Please rewrite the records starting at the line that contains "Put a dot on each instance of the cow head" and ending at the line that contains "(1117, 299)", replacing "in this photo" with "in this image" and keeping everything else unchanged. Leave the pictures out of your answer.

begin SOURCE MATERIAL

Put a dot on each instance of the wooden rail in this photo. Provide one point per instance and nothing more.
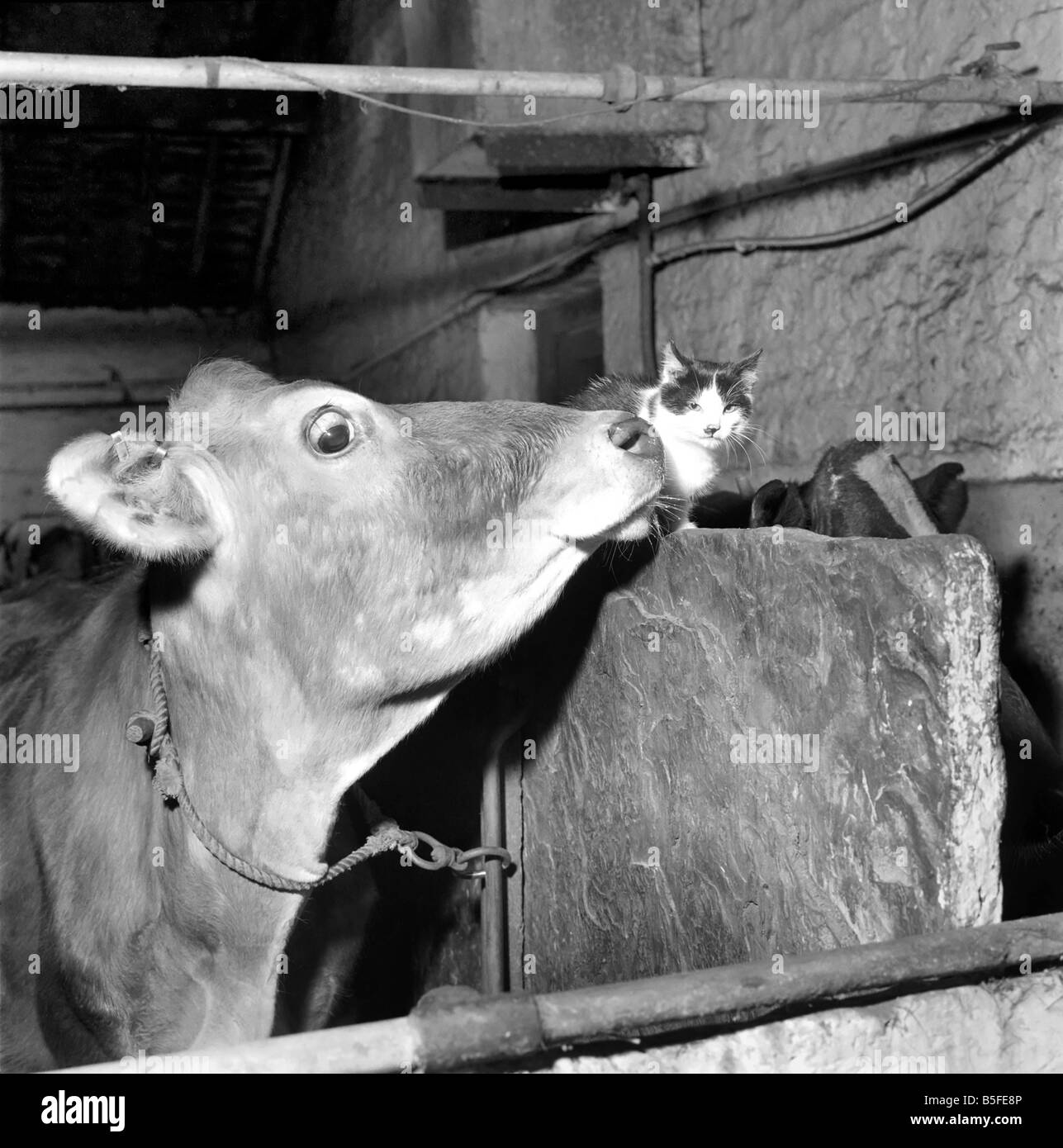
(510, 1029)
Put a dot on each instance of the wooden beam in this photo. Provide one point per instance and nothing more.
(273, 212)
(202, 216)
(512, 1027)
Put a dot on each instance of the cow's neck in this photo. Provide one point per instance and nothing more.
(270, 804)
(268, 744)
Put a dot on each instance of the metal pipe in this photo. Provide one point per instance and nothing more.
(515, 1027)
(647, 297)
(621, 85)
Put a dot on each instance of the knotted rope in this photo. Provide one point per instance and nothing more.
(153, 730)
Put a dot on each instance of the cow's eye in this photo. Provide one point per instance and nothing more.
(330, 432)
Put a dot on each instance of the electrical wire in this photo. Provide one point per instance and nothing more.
(558, 265)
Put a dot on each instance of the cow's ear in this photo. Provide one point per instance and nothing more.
(146, 500)
(942, 494)
(779, 503)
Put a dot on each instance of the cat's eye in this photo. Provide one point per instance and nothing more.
(330, 433)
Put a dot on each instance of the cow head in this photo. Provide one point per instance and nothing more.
(363, 553)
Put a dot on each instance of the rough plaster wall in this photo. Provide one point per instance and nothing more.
(884, 652)
(355, 279)
(1001, 1027)
(102, 355)
(924, 317)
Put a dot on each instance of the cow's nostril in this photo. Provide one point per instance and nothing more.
(635, 435)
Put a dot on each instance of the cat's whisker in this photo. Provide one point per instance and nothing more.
(744, 438)
(762, 430)
(748, 461)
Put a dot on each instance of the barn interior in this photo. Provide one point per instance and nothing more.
(892, 256)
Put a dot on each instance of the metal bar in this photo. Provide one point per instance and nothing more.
(492, 918)
(513, 1027)
(230, 73)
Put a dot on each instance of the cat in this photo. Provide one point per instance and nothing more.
(695, 406)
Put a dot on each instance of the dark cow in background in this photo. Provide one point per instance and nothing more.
(861, 491)
(317, 580)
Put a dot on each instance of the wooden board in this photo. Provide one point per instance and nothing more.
(650, 845)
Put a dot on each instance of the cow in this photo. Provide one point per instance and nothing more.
(315, 576)
(859, 489)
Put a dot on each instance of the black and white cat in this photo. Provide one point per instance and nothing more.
(695, 406)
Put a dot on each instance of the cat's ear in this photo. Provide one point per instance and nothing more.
(747, 368)
(673, 364)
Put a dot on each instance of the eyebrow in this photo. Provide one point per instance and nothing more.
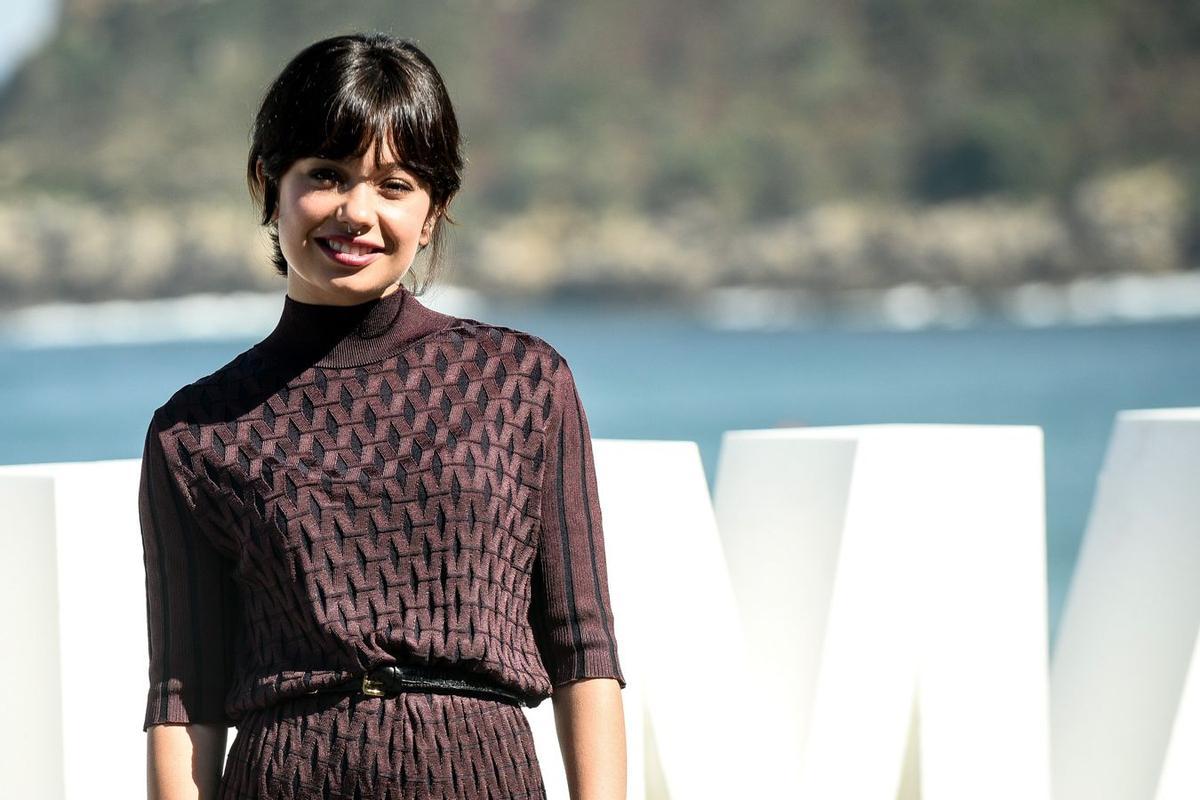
(385, 167)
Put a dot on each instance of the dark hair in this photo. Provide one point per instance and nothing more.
(336, 97)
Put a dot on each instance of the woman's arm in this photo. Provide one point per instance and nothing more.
(184, 762)
(591, 721)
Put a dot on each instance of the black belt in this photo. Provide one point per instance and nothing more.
(393, 679)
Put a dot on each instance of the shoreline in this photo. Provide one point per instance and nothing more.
(1117, 299)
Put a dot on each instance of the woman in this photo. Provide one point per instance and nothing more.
(375, 535)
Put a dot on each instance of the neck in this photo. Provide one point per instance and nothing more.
(348, 336)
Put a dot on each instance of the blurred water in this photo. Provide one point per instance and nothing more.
(664, 374)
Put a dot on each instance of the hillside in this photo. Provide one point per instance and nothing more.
(683, 144)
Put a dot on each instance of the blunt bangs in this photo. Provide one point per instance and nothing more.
(341, 95)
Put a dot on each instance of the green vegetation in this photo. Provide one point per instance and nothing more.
(761, 110)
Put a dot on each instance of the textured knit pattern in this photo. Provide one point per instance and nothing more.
(415, 746)
(371, 485)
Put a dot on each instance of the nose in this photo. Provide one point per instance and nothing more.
(357, 208)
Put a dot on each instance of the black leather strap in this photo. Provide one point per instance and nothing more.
(391, 679)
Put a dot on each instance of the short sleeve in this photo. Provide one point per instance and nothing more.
(190, 597)
(570, 608)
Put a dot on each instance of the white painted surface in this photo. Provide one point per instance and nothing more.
(893, 570)
(1123, 671)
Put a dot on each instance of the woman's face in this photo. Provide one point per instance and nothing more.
(347, 232)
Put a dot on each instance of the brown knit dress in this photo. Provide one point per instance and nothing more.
(373, 485)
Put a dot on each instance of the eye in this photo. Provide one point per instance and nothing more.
(324, 175)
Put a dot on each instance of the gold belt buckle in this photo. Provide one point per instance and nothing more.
(372, 686)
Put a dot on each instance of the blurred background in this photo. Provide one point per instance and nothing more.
(772, 212)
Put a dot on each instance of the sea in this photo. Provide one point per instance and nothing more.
(79, 382)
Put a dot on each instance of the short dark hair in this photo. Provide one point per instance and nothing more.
(336, 97)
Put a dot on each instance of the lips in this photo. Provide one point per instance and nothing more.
(366, 252)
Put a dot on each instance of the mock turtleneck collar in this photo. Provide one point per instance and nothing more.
(351, 336)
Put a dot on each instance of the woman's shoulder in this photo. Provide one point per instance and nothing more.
(496, 338)
(208, 396)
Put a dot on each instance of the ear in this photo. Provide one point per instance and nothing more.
(261, 176)
(431, 223)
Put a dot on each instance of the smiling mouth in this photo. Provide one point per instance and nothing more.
(347, 254)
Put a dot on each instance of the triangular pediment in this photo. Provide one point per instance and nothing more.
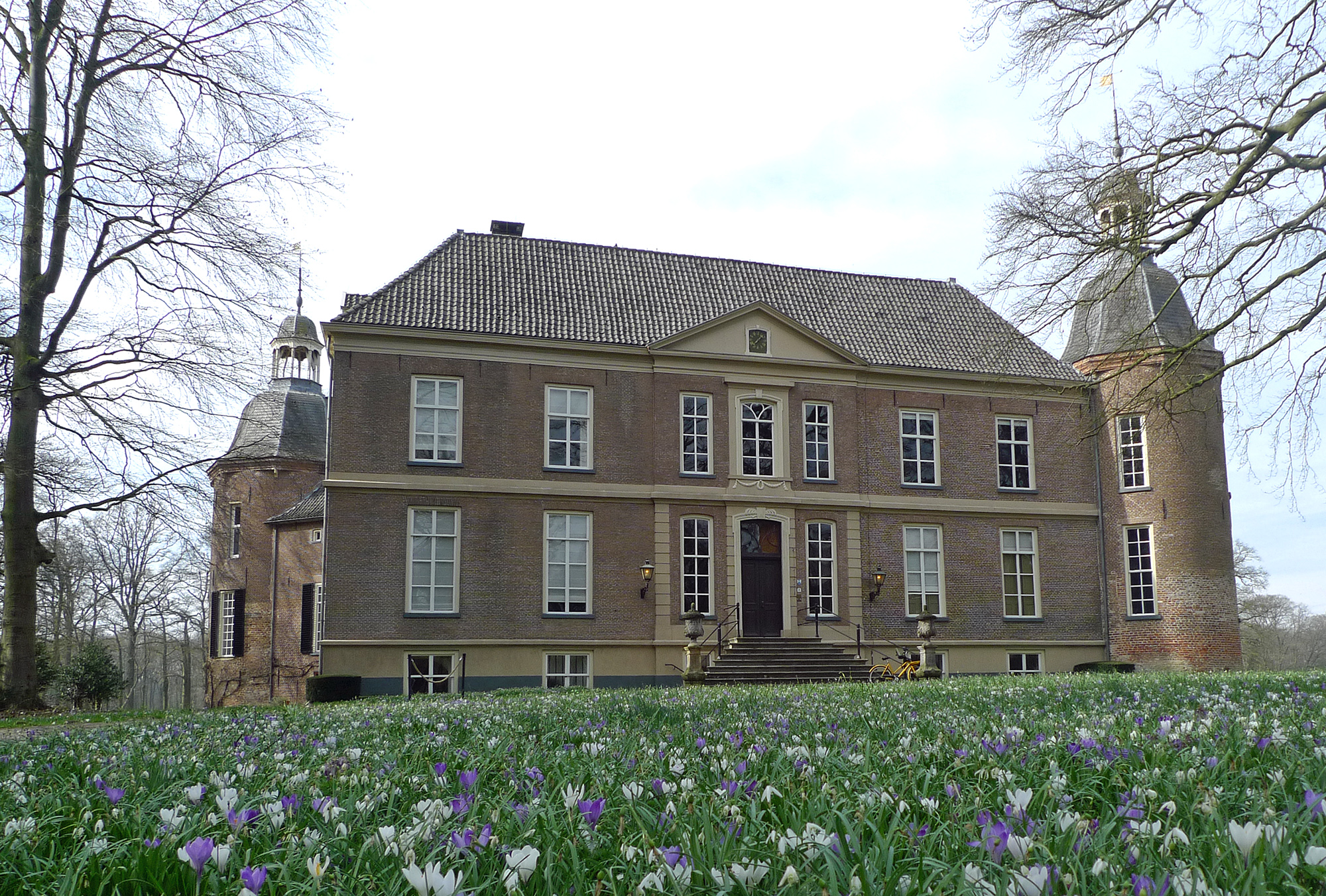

end SOURCE MATERIAL

### WRITTEN REPLY:
Put a dot on each instance of the cow head in this image. Provide one point per instance and nothing more.
(363, 553)
Put a dot on each instance of the rough plaster wall in this image. Provide one point per instance and nothing more.
(884, 652)
(355, 279)
(1001, 1027)
(102, 355)
(924, 317)
Put a dot on each instance of the cow's nostril in this image. Provide one point per instance and nothing more.
(635, 435)
Put a dot on each instance of the cat's whisker in this image. Provide one point per instance and nothing more.
(744, 438)
(762, 430)
(748, 461)
Put a dot on each instance of the barn interior in this image. Provide one point per instance and nothing more.
(892, 256)
Put a dot on each instance of the metal bar in this image. Provide one point per instance and nothing more.
(492, 918)
(513, 1027)
(230, 73)
Put a dot on each instance of the cat in this image. Provide one point per instance and nothing more.
(695, 406)
Put a dot on each instance of the dark cow in background in this image. Provide one point per instance and nothing more.
(861, 491)
(317, 580)
Put a dot on each instance of the wooden board in this image. Provide one point per instance and nothing more.
(650, 845)
Put a dot on each instance of the cow in this image. Provide one point per instance and nothing more.
(315, 576)
(859, 489)
Put a dot on each instance of the black and white cat in this image. Provide one point per instance and nothing more.
(695, 406)
Put a dot on each instance of the cat's ear in this image. Provide one point per instance and nothing more.
(747, 368)
(673, 364)
Put a dot on each instance of the eyebrow in this image. Provide one point per instance and nothing more.
(385, 167)
Put a dot on each instance of the dark hair in this image. Provide one point per instance and nothing more.
(336, 97)
Put a dot on each instance of the woman's arm in this image. Provide one point per instance and nothing more.
(184, 762)
(591, 721)
Put a dot on each instance of the black belt in this image. Provide one point per instance and nothing more.
(393, 679)
Put a dot on each instance of the shoreline in this image. Provide one point per instance and nothing more.
(1117, 299)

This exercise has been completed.